### Problem statement
Reproduce the data below word for word, line by line, from start to finish.

-- Start Provided entries --

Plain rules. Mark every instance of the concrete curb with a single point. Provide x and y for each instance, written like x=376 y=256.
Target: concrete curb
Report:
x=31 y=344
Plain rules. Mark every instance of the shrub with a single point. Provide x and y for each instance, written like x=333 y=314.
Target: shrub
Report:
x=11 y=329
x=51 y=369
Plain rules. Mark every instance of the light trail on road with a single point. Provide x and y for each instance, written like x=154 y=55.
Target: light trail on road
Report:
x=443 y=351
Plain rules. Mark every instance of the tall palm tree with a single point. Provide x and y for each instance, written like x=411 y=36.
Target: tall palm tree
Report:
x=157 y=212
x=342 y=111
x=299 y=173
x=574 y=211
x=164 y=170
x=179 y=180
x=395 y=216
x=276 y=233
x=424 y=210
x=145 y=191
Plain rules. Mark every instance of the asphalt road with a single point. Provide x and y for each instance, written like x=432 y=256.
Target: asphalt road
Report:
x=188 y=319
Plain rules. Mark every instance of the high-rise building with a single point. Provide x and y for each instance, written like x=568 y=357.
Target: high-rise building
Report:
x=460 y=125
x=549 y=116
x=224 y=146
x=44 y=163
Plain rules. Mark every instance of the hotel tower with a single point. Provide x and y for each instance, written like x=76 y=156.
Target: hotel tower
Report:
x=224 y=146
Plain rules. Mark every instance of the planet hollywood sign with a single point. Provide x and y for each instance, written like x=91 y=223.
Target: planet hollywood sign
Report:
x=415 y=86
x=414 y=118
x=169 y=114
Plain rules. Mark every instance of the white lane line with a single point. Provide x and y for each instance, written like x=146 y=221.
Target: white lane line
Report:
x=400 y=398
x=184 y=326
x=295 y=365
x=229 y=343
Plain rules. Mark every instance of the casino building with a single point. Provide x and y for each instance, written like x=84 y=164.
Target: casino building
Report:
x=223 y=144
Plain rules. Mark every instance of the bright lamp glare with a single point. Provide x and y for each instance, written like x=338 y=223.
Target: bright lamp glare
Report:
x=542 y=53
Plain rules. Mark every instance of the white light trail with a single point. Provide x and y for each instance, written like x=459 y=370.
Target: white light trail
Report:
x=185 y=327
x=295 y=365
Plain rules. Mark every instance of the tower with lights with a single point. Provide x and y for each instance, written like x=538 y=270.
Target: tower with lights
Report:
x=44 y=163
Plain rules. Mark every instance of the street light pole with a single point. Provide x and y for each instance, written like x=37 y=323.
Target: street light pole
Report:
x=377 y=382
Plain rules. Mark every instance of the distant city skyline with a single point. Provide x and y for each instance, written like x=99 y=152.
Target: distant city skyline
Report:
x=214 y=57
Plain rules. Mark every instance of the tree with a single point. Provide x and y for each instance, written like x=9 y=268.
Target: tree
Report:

-- End Provided entries --

### Response to this exercise
Plain rules. Mark every instance of the concrete curb with a single point. Provide x and y for each instance, written like x=376 y=256.
Target: concrete curb
Report:
x=31 y=344
Plain rules. Mark every instance of the shrub with a single point. Provide x and y for each instance, written like x=333 y=314.
Target: shrub
Report:
x=11 y=329
x=51 y=369
Plain rules. Mark every instance of the light trail on road with a single point. Provide x and y for each instance, written like x=154 y=55.
Target: light trail on road
Report:
x=443 y=351
Plain rules. Mark every instance of the tall palm tree with a single point. Provide x and y for each instance, written like x=411 y=36.
Target: tall palm tree
Report:
x=157 y=212
x=342 y=111
x=299 y=173
x=574 y=211
x=164 y=170
x=179 y=180
x=395 y=216
x=276 y=233
x=424 y=210
x=145 y=191
Plain rules. Mark every instance of the asphalt road with a single point. Provide x and y for each instance, written like x=432 y=256.
Target: asphalt road
Report:
x=188 y=319
Plain rules. Mark every instance of the high-rise building with a single point. Provide x and y for each instance, written like x=568 y=357.
Target: high-rise building
Report:
x=460 y=125
x=549 y=116
x=224 y=146
x=44 y=163
Plain rules. Mark every instance of the hotel tower with a single point. Provide x and y for each instance, written like x=76 y=156.
Target: hotel tower
Report:
x=224 y=146
Plain rules. Mark every instance of the planet hollywood sign with a single point. Provide x and y for each instance, written like x=91 y=223.
Target: planet hollywood sign
Report:
x=415 y=86
x=414 y=118
x=169 y=114
Plain rules. Mark every instance of the white lane line with a single point. Provide x and y for each instance, written like x=146 y=221.
Target: white lane line
Report:
x=400 y=398
x=184 y=326
x=295 y=365
x=229 y=343
Plain rules. Mark every instance of the casino building with a single point. Provide x and y for each instance, written like x=84 y=164.
Target: casino building
Report:
x=223 y=144
Plain rules. Mark every instance of the bright lamp glare with a single point. Provide x and y for each instance, written like x=338 y=223.
Target: bright lamp glare
Report:
x=542 y=53
Plain rules. Mark every instance of the white light trail with a single point. Provide x and y for each instance, written like x=459 y=370.
Target: white light trail
Report:
x=185 y=327
x=295 y=365
Plain rules. Mark every instance of the tower with lights with a single point. Provide x and y for each instance, written like x=538 y=270.
Target: tower with lights
Report:
x=44 y=163
Plain rules. Mark every instance of the street light pole with a single point. Provide x and y for each instance, written like x=37 y=323.
Target: street light pole
Report:
x=377 y=382
Plain rules. Mark every instance of the distant city skyline with a single point. Provide x and y for each instance, written like x=99 y=152.
Target: distant city skyline
Report:
x=214 y=57
Plain rules. Mark every instance of the tree with a single point. Provide x and y for each instance, written like x=9 y=268.
Target: tree
Report:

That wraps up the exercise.